[Start of section]

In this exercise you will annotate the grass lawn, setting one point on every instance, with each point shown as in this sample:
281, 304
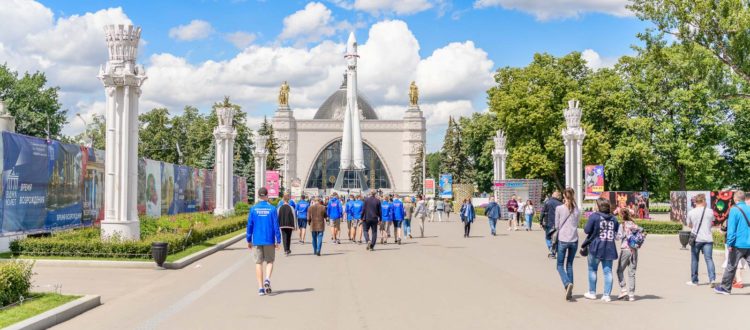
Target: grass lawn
42, 303
170, 258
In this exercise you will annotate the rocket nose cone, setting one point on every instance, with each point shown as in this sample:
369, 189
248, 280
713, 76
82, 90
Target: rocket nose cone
351, 44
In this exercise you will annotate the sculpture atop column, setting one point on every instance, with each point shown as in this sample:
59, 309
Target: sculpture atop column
260, 154
352, 163
573, 136
122, 80
224, 134
499, 155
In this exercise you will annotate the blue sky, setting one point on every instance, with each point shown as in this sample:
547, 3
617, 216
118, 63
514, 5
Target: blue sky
190, 59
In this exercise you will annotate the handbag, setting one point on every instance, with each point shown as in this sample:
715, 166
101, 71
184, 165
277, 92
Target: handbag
694, 236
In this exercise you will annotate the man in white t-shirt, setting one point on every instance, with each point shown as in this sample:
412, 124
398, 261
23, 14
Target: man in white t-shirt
700, 219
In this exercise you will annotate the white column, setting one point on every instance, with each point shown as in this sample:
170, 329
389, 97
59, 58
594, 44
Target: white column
224, 134
122, 80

[End of section]

Reprint all the data above verbatim, excluding pictures.

In this exercise you will annotate the grass lawn, setting one point on every instance, with each point shown as in this sample:
281, 304
Target: grass lawn
42, 303
170, 258
In this exercise you will annotate the rocket nose cone, setting one point on every instance, with each point shown as in this sample:
369, 189
248, 280
713, 76
82, 90
Target: rocket nose cone
351, 44
In this exercise you will annotate the sculpture atop column, setting one point on every instance, with each point shown as in this sample:
59, 309
Target: sculpture atop column
260, 154
352, 163
573, 136
122, 80
224, 134
499, 155
In this exercise you will annotate the blue sky, setting one point on every instance, with each point shown as in this sample:
547, 3
617, 216
118, 63
514, 5
Target: blue sky
190, 59
In this exercise you will annotate the handbag, setting one point on every instance, with each point shown as in this sample:
715, 166
101, 71
184, 165
277, 92
Target: handbag
694, 236
In this exercise you will annotate the man in white t-shirt, setting one point on every instance, with each point shown as in this sample:
412, 124
398, 261
23, 14
Target: man in white t-shirt
700, 219
In this exercise you will annotate the white column, setting one point on every instance, with each point shown as in this sample:
170, 329
389, 97
59, 58
594, 44
Target: white column
224, 134
122, 80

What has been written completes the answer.